_Directions for this task_
Without the images, output every record exactly as it appears.
[Opening The input section]
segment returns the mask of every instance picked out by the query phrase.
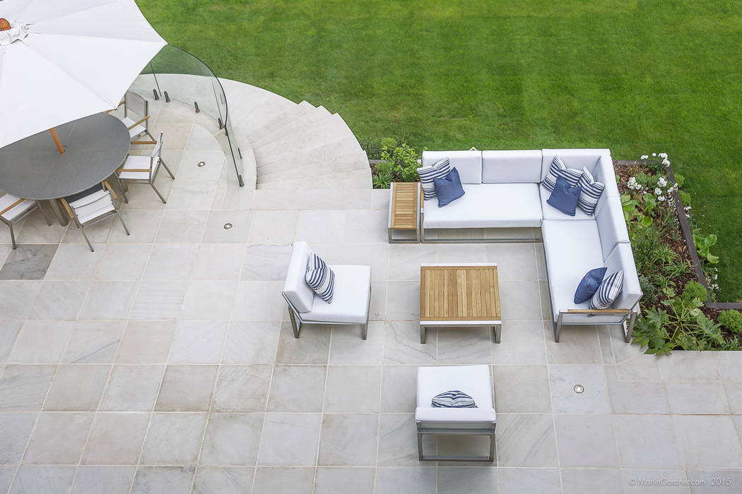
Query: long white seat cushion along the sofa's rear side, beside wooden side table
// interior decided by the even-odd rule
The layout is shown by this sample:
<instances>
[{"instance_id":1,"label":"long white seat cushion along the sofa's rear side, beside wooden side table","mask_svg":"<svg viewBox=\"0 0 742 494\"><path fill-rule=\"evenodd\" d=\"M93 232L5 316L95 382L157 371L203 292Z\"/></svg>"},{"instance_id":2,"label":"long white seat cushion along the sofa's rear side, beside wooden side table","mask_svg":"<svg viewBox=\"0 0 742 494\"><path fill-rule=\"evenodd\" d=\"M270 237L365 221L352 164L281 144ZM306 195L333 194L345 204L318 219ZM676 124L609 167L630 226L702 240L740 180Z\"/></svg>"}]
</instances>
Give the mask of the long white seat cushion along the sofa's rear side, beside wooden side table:
<instances>
[{"instance_id":1,"label":"long white seat cushion along the sofa's rear side, beside wooden side table","mask_svg":"<svg viewBox=\"0 0 742 494\"><path fill-rule=\"evenodd\" d=\"M539 227L542 221L538 184L464 184L464 196L444 207L424 203L423 227ZM551 207L551 206L549 206Z\"/></svg>"}]
</instances>

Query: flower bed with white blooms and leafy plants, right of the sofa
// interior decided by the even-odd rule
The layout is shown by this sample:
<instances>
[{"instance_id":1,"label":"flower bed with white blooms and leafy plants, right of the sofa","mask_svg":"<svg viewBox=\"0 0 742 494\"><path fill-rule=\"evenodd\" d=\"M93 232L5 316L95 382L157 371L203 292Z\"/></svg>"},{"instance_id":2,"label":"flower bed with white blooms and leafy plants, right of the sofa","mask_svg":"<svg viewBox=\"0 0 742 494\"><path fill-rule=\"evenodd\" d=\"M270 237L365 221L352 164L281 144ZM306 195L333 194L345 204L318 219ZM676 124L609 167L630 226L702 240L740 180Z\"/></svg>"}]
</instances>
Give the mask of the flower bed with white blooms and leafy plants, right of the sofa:
<instances>
[{"instance_id":1,"label":"flower bed with white blooms and leafy plants, right of the sofa","mask_svg":"<svg viewBox=\"0 0 742 494\"><path fill-rule=\"evenodd\" d=\"M646 353L742 350L742 313L721 310L715 306L724 304L713 303L719 259L711 250L717 239L692 228L690 196L682 190L684 178L673 175L665 153L617 164L624 216L644 293L634 343L646 346ZM689 246L686 237L691 233Z\"/></svg>"}]
</instances>

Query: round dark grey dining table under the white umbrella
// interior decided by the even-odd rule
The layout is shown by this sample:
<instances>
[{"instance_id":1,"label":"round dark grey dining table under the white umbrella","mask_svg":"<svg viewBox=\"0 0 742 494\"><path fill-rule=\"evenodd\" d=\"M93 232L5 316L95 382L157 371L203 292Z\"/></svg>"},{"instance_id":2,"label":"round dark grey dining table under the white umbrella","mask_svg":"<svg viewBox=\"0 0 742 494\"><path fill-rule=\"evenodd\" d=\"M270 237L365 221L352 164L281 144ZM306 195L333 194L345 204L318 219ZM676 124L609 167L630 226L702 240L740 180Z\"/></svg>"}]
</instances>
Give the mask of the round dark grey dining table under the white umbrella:
<instances>
[{"instance_id":1,"label":"round dark grey dining table under the white umbrella","mask_svg":"<svg viewBox=\"0 0 742 494\"><path fill-rule=\"evenodd\" d=\"M56 127L65 153L59 154L48 131L0 148L0 189L24 199L50 200L82 192L114 174L128 156L131 136L126 125L108 113Z\"/></svg>"}]
</instances>

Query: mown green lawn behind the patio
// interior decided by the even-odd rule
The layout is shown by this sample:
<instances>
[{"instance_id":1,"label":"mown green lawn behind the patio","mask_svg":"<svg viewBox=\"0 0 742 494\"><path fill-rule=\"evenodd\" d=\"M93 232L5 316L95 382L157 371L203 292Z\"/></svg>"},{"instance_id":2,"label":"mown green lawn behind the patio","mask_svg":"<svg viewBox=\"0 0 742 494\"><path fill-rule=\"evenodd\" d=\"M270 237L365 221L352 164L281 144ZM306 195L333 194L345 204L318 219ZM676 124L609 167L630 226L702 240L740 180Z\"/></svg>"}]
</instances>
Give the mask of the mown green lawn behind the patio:
<instances>
[{"instance_id":1,"label":"mown green lawn behind the patio","mask_svg":"<svg viewBox=\"0 0 742 494\"><path fill-rule=\"evenodd\" d=\"M741 1L138 0L221 77L416 147L666 152L742 298Z\"/></svg>"}]
</instances>

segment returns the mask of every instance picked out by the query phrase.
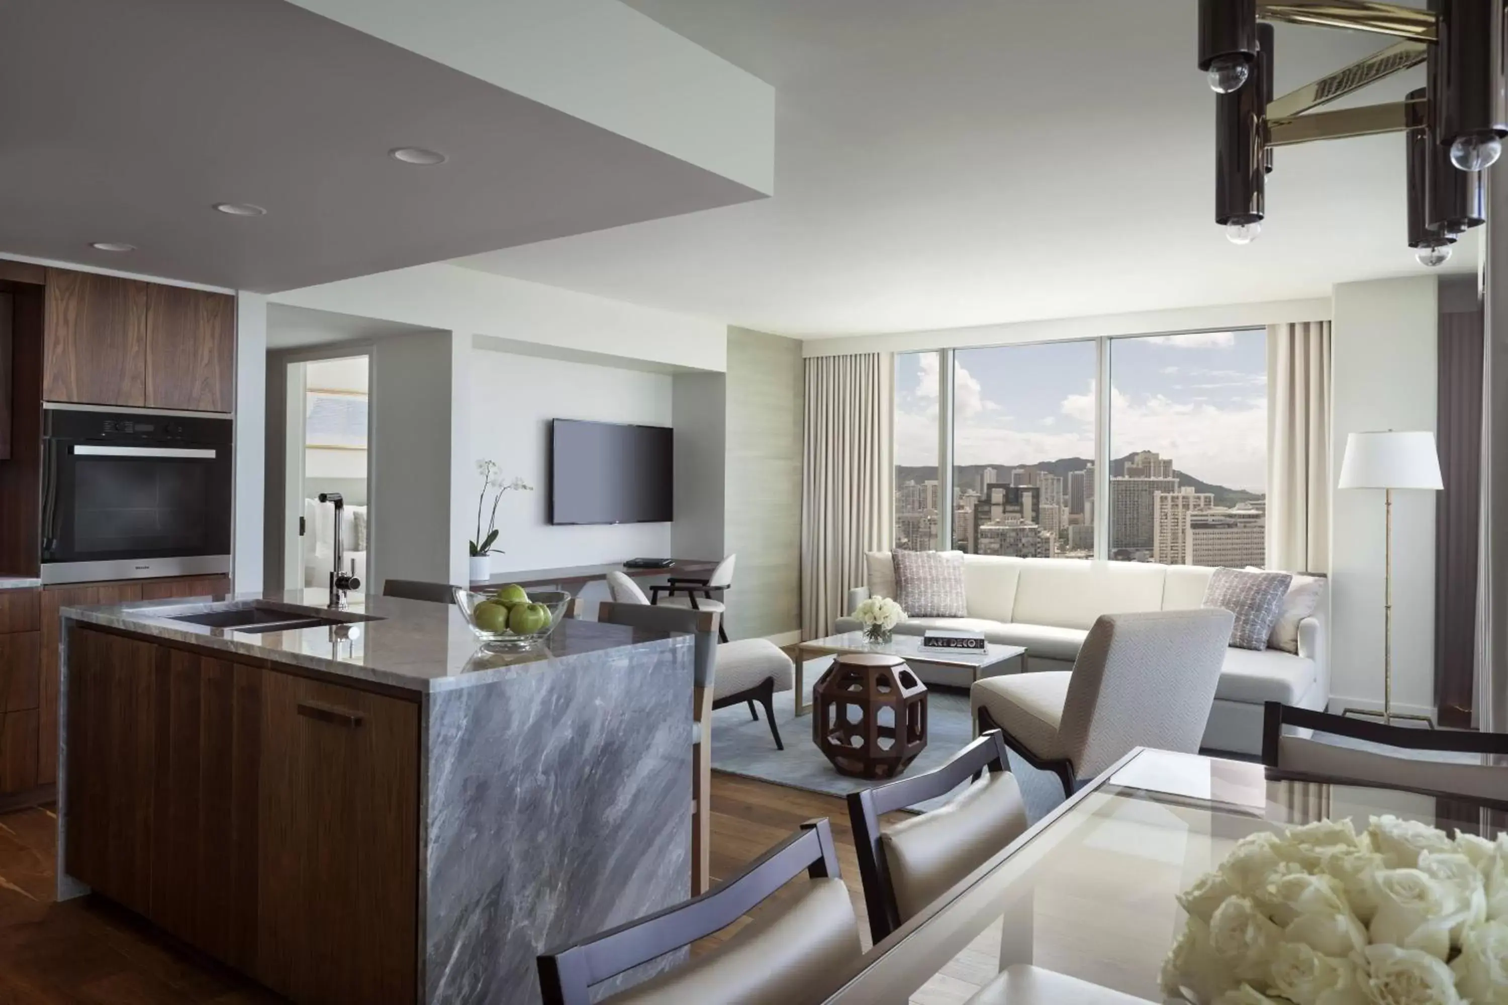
[Closing The input section]
_Response to the task_
segment returns the mask of every instance picked out by the query phrase.
Query: long white seat cushion along the sofa's rear side, beside wooden side table
// interior decided by the even-odd rule
The layout is shown by this sample:
<instances>
[{"instance_id":1,"label":"long white seat cushion along the sofa's rear side, beside wooden side table","mask_svg":"<svg viewBox=\"0 0 742 494\"><path fill-rule=\"evenodd\" d=\"M93 232L5 316L95 382L157 371L203 292Z\"/></svg>"},{"instance_id":2,"label":"long white seat cushion along the sofa's rear side, beside wooden side table","mask_svg":"<svg viewBox=\"0 0 742 494\"><path fill-rule=\"evenodd\" d=\"M270 237L365 221L352 164L281 144ZM306 195L333 194L345 204L318 219ZM676 124L609 167L630 226L702 240L740 180Z\"/></svg>"}]
</instances>
Give the mask of the long white seat cushion along the sofa's rear side, beside wooden side table:
<instances>
[{"instance_id":1,"label":"long white seat cushion along the sofa's rear side, beside wooden side table","mask_svg":"<svg viewBox=\"0 0 742 494\"><path fill-rule=\"evenodd\" d=\"M539 227L542 221L538 184L464 184L464 196L444 207L424 203L423 227ZM551 207L551 206L549 206Z\"/></svg>"}]
</instances>

Query: flower bed with white blooms and leafy plants, right of the sofa
// interior decided by the even-odd rule
The layout is shown by this sample:
<instances>
[{"instance_id":1,"label":"flower bed with white blooms and leafy plants, right of the sofa","mask_svg":"<svg viewBox=\"0 0 742 494\"><path fill-rule=\"evenodd\" d=\"M93 232L5 316L95 382L157 371L203 292Z\"/></svg>"},{"instance_id":2,"label":"flower bed with white blooms and leafy plants, right of the sofa","mask_svg":"<svg viewBox=\"0 0 742 494\"><path fill-rule=\"evenodd\" d=\"M270 237L365 221L352 164L281 144ZM306 195L333 194L345 204L318 219ZM676 124L609 167L630 226L702 240L740 180Z\"/></svg>"}]
</instances>
Give the mask of the flower bed with white blooms and leafy plants, right of the sofa:
<instances>
[{"instance_id":1,"label":"flower bed with white blooms and leafy plants, right of the sofa","mask_svg":"<svg viewBox=\"0 0 742 494\"><path fill-rule=\"evenodd\" d=\"M646 353L742 350L742 313L721 310L715 306L724 304L713 303L719 259L711 250L717 239L692 228L690 196L682 190L684 178L673 175L665 153L617 164L624 216L644 293L634 343L646 346ZM689 246L686 237L691 233Z\"/></svg>"}]
</instances>

Query: round dark grey dining table under the white umbrella
// interior decided by the even-odd rule
The layout is shown by this sample:
<instances>
[{"instance_id":1,"label":"round dark grey dining table under the white umbrella","mask_svg":"<svg viewBox=\"0 0 742 494\"><path fill-rule=\"evenodd\" d=\"M93 232L5 316L95 382L157 371L203 292Z\"/></svg>"},{"instance_id":2,"label":"round dark grey dining table under the white umbrella","mask_svg":"<svg viewBox=\"0 0 742 494\"><path fill-rule=\"evenodd\" d=\"M270 237L365 221L352 164L281 144ZM306 195L333 194L345 204L318 219ZM676 124L609 167L630 226L702 240L740 180Z\"/></svg>"}]
</instances>
Give the mask of the round dark grey dining table under the white umbrella:
<instances>
[{"instance_id":1,"label":"round dark grey dining table under the white umbrella","mask_svg":"<svg viewBox=\"0 0 742 494\"><path fill-rule=\"evenodd\" d=\"M56 127L65 153L59 154L48 131L0 148L0 189L24 199L50 200L82 192L114 174L128 156L131 136L126 125L108 113Z\"/></svg>"}]
</instances>

Query: mown green lawn behind the patio
// interior decided by the even-odd rule
The layout is shown by this sample:
<instances>
[{"instance_id":1,"label":"mown green lawn behind the patio","mask_svg":"<svg viewBox=\"0 0 742 494\"><path fill-rule=\"evenodd\" d=\"M93 232L5 316L95 382L157 371L203 292Z\"/></svg>"},{"instance_id":2,"label":"mown green lawn behind the patio","mask_svg":"<svg viewBox=\"0 0 742 494\"><path fill-rule=\"evenodd\" d=\"M270 237L365 221L352 164L281 144ZM306 195L333 194L345 204L318 219ZM676 124L609 167L630 226L702 240L740 180Z\"/></svg>"}]
</instances>
Give the mask of the mown green lawn behind the patio:
<instances>
[{"instance_id":1,"label":"mown green lawn behind the patio","mask_svg":"<svg viewBox=\"0 0 742 494\"><path fill-rule=\"evenodd\" d=\"M741 1L138 0L221 77L416 147L666 152L742 298Z\"/></svg>"}]
</instances>

segment returns the mask of every instance picked out by the query phrase.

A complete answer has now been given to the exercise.